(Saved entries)
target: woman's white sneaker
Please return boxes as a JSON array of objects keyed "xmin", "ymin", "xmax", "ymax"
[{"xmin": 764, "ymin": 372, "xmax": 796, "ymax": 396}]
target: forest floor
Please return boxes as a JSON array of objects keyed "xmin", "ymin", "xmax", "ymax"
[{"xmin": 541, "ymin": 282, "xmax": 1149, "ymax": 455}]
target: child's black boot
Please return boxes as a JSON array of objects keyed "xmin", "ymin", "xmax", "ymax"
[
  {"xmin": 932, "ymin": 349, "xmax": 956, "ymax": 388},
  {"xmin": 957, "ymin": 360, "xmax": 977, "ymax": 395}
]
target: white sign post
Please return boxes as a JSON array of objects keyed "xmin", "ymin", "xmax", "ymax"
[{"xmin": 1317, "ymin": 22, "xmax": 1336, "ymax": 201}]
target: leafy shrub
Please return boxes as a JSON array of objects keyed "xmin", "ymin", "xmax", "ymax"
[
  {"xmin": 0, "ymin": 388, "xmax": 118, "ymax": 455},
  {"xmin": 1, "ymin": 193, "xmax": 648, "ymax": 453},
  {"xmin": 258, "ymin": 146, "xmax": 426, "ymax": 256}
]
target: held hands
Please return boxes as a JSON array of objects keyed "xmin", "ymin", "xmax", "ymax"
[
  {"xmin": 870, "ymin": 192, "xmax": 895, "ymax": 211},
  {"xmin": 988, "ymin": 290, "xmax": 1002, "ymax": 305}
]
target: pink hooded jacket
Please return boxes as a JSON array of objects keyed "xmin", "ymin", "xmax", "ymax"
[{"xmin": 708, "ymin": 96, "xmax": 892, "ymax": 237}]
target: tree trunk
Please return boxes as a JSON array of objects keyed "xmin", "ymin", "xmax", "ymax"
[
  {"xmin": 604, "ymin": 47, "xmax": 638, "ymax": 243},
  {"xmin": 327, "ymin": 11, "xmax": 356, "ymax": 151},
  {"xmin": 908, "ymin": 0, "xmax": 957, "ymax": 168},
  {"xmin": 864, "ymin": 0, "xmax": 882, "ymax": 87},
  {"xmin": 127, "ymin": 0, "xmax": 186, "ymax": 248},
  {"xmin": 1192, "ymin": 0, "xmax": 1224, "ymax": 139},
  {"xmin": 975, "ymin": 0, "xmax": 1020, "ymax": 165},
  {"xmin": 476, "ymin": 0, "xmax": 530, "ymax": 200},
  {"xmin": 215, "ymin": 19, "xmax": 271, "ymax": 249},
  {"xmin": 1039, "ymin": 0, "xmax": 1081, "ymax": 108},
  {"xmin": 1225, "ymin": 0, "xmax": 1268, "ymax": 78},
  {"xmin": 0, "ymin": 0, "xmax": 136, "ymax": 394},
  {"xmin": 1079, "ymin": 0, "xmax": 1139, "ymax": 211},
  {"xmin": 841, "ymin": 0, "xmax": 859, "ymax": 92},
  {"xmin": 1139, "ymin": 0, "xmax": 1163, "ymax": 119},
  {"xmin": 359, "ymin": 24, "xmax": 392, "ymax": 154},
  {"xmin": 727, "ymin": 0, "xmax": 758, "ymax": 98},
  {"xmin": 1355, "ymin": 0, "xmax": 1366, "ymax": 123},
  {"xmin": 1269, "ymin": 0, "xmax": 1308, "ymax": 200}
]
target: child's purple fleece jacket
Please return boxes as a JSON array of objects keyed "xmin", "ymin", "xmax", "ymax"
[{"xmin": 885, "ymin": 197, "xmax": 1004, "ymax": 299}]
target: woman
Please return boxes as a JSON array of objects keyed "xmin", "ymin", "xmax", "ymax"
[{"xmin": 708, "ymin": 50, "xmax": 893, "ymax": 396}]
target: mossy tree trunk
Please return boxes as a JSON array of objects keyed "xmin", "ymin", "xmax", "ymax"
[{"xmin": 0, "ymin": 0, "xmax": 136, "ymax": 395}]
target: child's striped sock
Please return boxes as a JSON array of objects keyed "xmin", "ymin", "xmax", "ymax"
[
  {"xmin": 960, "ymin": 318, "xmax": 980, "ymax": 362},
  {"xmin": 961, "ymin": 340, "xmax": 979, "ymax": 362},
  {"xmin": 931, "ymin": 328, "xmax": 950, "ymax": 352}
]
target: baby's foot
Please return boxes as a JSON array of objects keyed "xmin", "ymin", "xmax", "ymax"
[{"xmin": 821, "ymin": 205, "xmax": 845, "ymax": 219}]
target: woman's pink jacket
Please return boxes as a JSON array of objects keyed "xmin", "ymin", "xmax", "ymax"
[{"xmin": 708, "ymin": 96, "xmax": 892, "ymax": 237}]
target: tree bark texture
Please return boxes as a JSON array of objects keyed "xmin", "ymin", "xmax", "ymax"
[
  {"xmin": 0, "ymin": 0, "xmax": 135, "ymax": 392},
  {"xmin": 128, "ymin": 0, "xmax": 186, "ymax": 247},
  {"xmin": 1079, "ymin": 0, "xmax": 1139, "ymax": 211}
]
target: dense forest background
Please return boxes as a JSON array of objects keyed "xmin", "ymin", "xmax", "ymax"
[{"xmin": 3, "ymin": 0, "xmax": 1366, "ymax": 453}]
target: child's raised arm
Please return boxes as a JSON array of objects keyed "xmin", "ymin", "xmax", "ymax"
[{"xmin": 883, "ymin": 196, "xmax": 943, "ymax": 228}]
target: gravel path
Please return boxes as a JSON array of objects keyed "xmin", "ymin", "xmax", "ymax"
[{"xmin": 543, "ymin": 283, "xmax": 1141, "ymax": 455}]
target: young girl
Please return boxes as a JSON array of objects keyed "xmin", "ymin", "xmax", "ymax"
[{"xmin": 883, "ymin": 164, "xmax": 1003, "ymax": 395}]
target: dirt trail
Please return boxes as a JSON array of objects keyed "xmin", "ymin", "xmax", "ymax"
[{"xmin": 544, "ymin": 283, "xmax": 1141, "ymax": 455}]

=== Requirement ===
Nothing but the lines from the one holding "target: dense forest background" to the end of the entries should be returned, each exactly as it stands.

=== Response area ===
target: dense forest background
Please return boxes as a JSON array of objects keyed "xmin", "ymin", "xmax", "ymax"
[{"xmin": 3, "ymin": 0, "xmax": 1366, "ymax": 453}]
target: child's raised arm
Please return boxes as a JSON array of objects keyed "xmin", "ymin", "xmax", "ymax"
[{"xmin": 883, "ymin": 196, "xmax": 943, "ymax": 228}]
target: gravel path
Please return boxes as a JSON array of objects keyed "xmin", "ymin", "xmax", "ymax"
[{"xmin": 543, "ymin": 283, "xmax": 1141, "ymax": 455}]
target: young girl
Please return boxes as a JSON array of objects keyed "xmin", "ymin", "xmax", "ymax"
[{"xmin": 883, "ymin": 164, "xmax": 1003, "ymax": 395}]
target: dirt trail
Please return boxes as a JSON array of objects keyed "xmin", "ymin", "xmax", "ymax"
[{"xmin": 544, "ymin": 283, "xmax": 1141, "ymax": 455}]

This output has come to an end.